Problems and tasks:
1. List every main highway that the article on industrial waste dumping below names as a location of the dumping sites.
2. According to the article on industrial waste dumping below, how many tonnes of industrial wastes are in the "wild dumping sites"?
3. Translate this sentence from the article on industrial waste dumping below into Spanish: "A huge quantity of industrial wastes is lying in and around the City posing threat to the environment."

Sunday 15 July 2012

City is a dumping ground for industrial wastes

While illegal dumping of garbage has become a fact of life, industrial and hazardous wastes are now becoming another common eyesore. A huge quantity of industrial wastes is lying in and around the City posing threat to the environment. Industrial wastes such as plastic cuttings, stone crushed powder, glass wool, ceramic wastes, metallic wastes and hazardous wastes such as waste oil, incinerator ash, effluent treatment plant sludge, sulphur, copper sulphate, printed circuit boards, pharmaceutical wastes etc have been dumped illegally in 60 places in the City.

According to Dr Lakshmikanth of the Karnataka State Pollution Control Board and Mr Mahendra Kumar M C and Mr Muniraju of the German Technical Co-operation (GTZ), who recently completed a survey across the City, the industrial wastes in these ‘wild dumping sites’ add up to a whopping 25,000 tonnes. 

These dumping sites are located along and in proximity to the main highways - Mysore road, Tumkur road, Hosur road, Bannerghatta road, Old Madras Road, Doddaballapur road and Airport Road.

Recorded data:
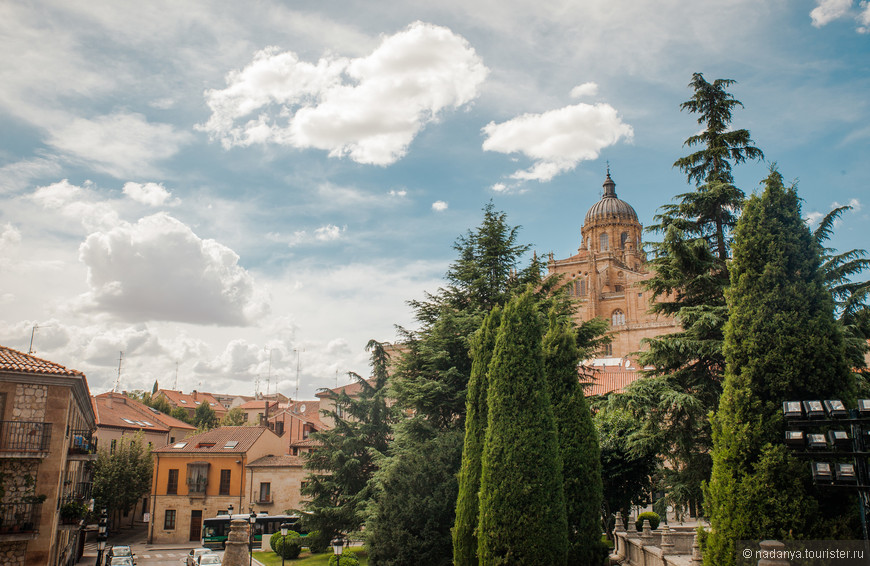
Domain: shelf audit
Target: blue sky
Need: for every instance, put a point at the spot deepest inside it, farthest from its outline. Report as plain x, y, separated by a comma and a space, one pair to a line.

Answer list:
1. Mysore road, Tumkur road, Hosur road, Bannerghatta road, Old Madras Road, Doddaballapur road, Airport Road

2. 25,000 tonnes

3. Una enorme cantidad de residuos industriales yace en la Ciudad y sus alrededores, lo que supone una amenaza para el medio ambiente.